──────── Page ────────

Miedema's model is a semi-empirical approach for estimating the heat of formation of solid or liquid metal alloys and compounds in the framework of thermodynamic calculations for metals and minerals. It was developed by the Dutch scientist Andries Rinse Miedema (15 November 1933 – 28 May  1992) while working at Philips Natuurkundig Laboratorium. It may provide or confirm basic enthalpy data needed for the calculation of phase diagrams of metals, via CALPHAD or ab initio quantum chemistry methods.

History 
Miedema introduced his approach in several papers, beginning in 1973 in Philips Technical Review Magazine with "A simple model for alloys".

Miedema described his motivation with "Reliable rules for the alloying behaviour of metals have long been sought. There is the qualitative rule that states that the greater the difference in the electronegativity of two metals, the greater the heat of formation - and hence the stability. Then there is the Hume-Rothery rule, which states that two metals that differ by more than 15% in their atomic radius will not form substitutional solid solutions. This rule can only be used reliably (90 % success) to predict poor solubility; it cannot predict good solubility. The author has proposed a simple atomic model, which is empirical like the other two rules, but nevertheless has a clear physical basis and predicts the alloying behaviour of transition metals accurately in 98 % of cases. The model is very suitable for graphical presentation of the data and is therefore easy to use in practice."

────────

## Actions to take
(1) Answer these questions from the text on Miedema's model:
(a) Where was Miedema working when he developed the model?
(b) In what year and in which magazine did he first introduce the approach?
(c) According to the Hume-Rothery rule, by how much must two metals differ in atomic radius for them not to form substitutional solid solutions?
(2) From the text on Miedema's model, reproduce the passage starting with "Miedema's model is" and going on through "quantum chemistry methods.".

──────── Information provided ────────

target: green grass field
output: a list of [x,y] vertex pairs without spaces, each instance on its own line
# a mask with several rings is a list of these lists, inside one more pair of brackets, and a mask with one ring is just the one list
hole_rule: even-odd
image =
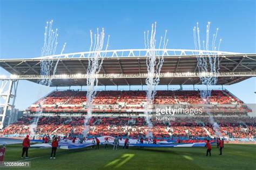
[[[5,161],[20,161],[21,145],[6,147]],[[206,157],[204,148],[112,147],[57,150],[56,159],[50,159],[50,149],[30,148],[33,169],[255,169],[256,146],[226,144],[223,155],[213,147],[212,157]],[[25,159],[23,161],[26,161]],[[7,168],[4,168],[7,169]],[[17,168],[15,168],[17,169]],[[23,168],[24,169],[24,168]]]

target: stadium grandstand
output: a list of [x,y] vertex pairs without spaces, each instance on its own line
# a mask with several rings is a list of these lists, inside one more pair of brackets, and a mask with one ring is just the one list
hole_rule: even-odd
[[[200,140],[215,137],[209,115],[204,109],[208,107],[219,126],[223,137],[230,140],[250,140],[255,138],[255,118],[248,115],[251,109],[227,90],[212,90],[207,100],[203,100],[197,56],[218,55],[220,70],[217,85],[231,85],[256,76],[256,55],[220,51],[188,50],[157,50],[161,51],[164,62],[160,73],[160,85],[165,89],[157,90],[156,105],[178,105],[180,107],[203,108],[200,116],[175,115],[176,121],[152,121],[151,130],[154,137],[161,141],[167,139]],[[110,50],[99,52],[104,57],[102,69],[97,76],[99,85],[104,90],[98,91],[93,101],[92,118],[89,122],[89,138],[93,136],[116,136],[137,139],[146,135],[149,127],[144,118],[146,92],[143,89],[147,77],[146,56],[149,50]],[[2,86],[8,88],[5,104],[1,114],[0,135],[6,137],[23,137],[30,134],[30,125],[35,117],[39,120],[33,137],[41,139],[45,134],[62,137],[79,136],[84,130],[84,117],[87,105],[86,72],[88,52],[55,55],[30,59],[0,60],[0,66],[10,73],[1,76]],[[206,55],[207,54],[207,55]],[[55,74],[41,75],[41,63],[51,60],[58,64]],[[212,76],[211,73],[206,76]],[[5,123],[8,108],[14,108],[18,81],[27,80],[38,83],[42,79],[50,79],[56,90],[35,101],[21,118]],[[9,85],[9,86],[8,85]],[[172,85],[180,89],[169,89]],[[184,90],[183,85],[193,85],[193,89]],[[107,86],[116,89],[106,90]],[[118,89],[126,86],[125,90]],[[81,86],[80,90],[59,90],[58,87]],[[131,86],[141,87],[131,90]],[[208,87],[207,87],[208,88]],[[119,88],[120,89],[120,88]],[[4,94],[3,94],[4,95]],[[2,96],[3,96],[2,95]],[[5,120],[6,121],[6,120]]]

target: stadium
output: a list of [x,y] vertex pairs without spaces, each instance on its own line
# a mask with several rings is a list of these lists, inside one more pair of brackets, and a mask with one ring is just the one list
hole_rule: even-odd
[[[194,50],[168,49],[155,23],[144,49],[108,50],[102,29],[89,51],[56,55],[52,23],[40,57],[0,59],[0,167],[255,169],[255,104],[225,87],[256,77],[255,53],[219,50],[218,29],[200,42],[198,27]],[[21,81],[51,89],[22,113]]]

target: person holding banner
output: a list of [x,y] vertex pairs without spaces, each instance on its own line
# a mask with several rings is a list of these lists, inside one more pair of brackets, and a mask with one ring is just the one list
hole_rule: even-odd
[[27,135],[26,138],[23,140],[23,142],[22,143],[22,158],[23,158],[25,153],[26,153],[26,159],[29,158],[28,152],[29,151],[29,147],[30,146],[30,140],[29,140],[29,135]]
[[51,142],[51,157],[50,159],[52,159],[52,154],[53,154],[53,159],[55,159],[55,155],[56,154],[57,148],[59,145],[59,142],[58,141],[58,138],[57,137],[55,138],[52,142]]

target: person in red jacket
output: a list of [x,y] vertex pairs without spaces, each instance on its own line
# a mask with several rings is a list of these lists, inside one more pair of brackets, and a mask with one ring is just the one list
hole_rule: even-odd
[[47,144],[48,142],[48,138],[47,137],[45,137],[44,138],[44,143]]
[[211,143],[210,142],[209,140],[207,140],[206,144],[205,145],[205,147],[207,146],[207,151],[206,151],[206,157],[208,157],[208,153],[210,154],[210,156],[211,157],[211,151],[212,150],[212,146],[211,146]]
[[26,153],[26,159],[29,158],[28,152],[29,151],[29,147],[30,146],[30,140],[29,139],[29,135],[27,135],[26,138],[24,139],[22,143],[22,158],[23,158],[24,154]]
[[56,154],[57,147],[59,145],[59,142],[58,141],[58,138],[56,137],[54,138],[53,140],[51,142],[51,158],[52,159],[52,154],[53,154],[53,159],[55,159],[55,155]]
[[222,140],[219,138],[219,147],[220,149],[220,155],[222,155],[222,148],[223,148],[223,143],[222,142]]
[[123,148],[124,149],[124,148],[125,147],[126,149],[127,149],[129,147],[129,139],[128,139],[128,138],[126,138],[126,139],[125,139],[125,140],[124,141],[124,145],[123,147]]
[[95,139],[96,140],[96,144],[97,144],[96,149],[98,149],[99,148],[99,140],[97,137],[95,137]]

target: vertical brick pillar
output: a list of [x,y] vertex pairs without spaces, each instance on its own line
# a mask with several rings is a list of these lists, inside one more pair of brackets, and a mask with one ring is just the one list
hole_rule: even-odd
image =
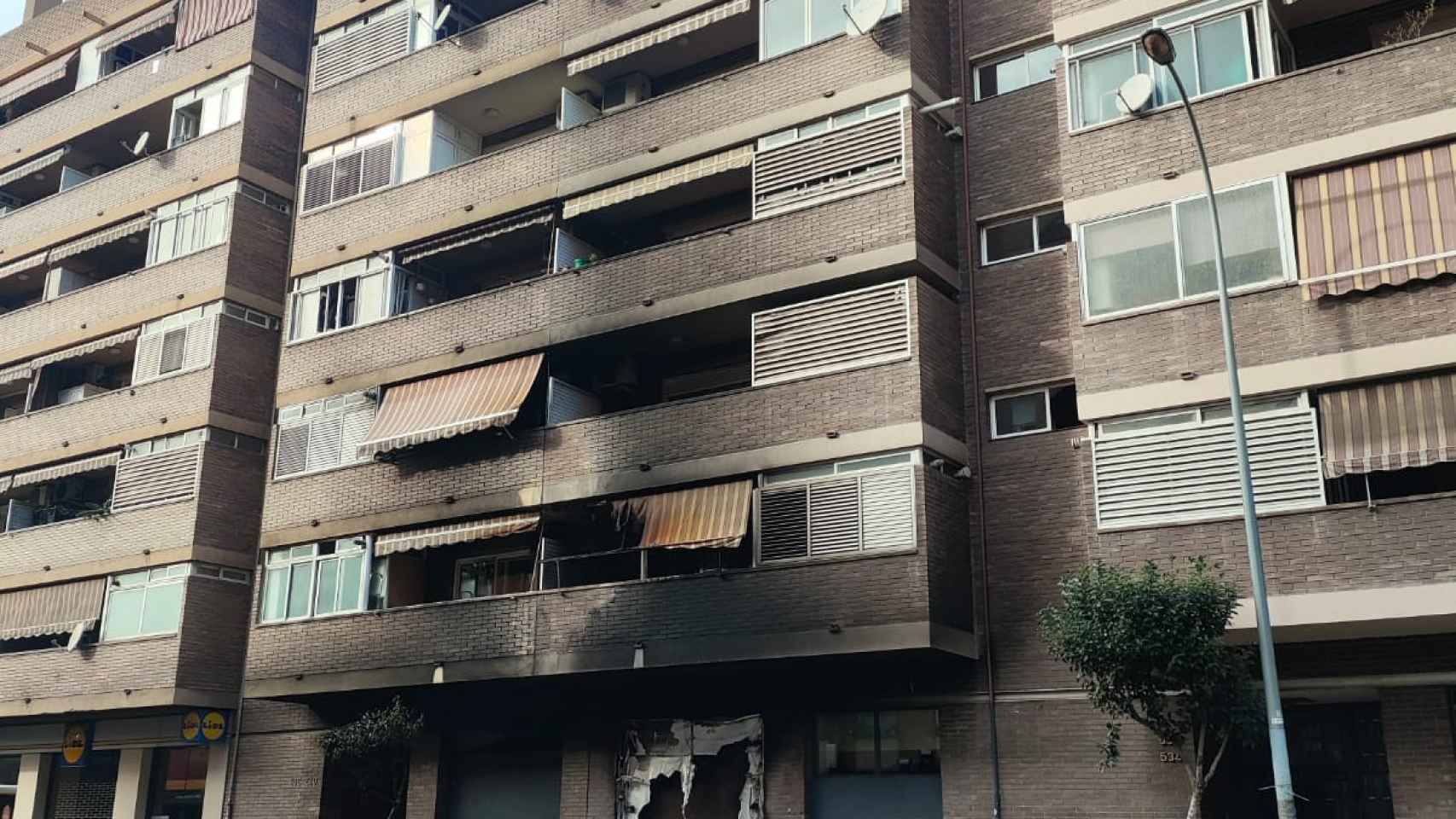
[[1380,722],[1396,819],[1456,816],[1456,748],[1444,688],[1385,688]]
[[405,819],[434,819],[440,791],[440,735],[427,733],[409,749],[409,797]]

────────

## Completed exercise
(1)
(a) Philips Natuurkundig Laboratorium
(b) 1973, in Philips Technical Review Magazine
(c) More than 15%

(2)
Miedema's model is a semi-empirical approach for estimating the heat of formation of solid or liquid metal alloys and compounds in the framework of thermodynamic calculations for metals and minerals. It was developed by the Dutch scientist Andries Rinse Miedema (15 November 1933 – 28 May  1992) while working at Philips Natuurkundig Laboratorium. It may provide or confirm basic enthalpy data needed for the calculation of phase diagrams of metals, via CALPHAD or ab initio quantum chemistry methods.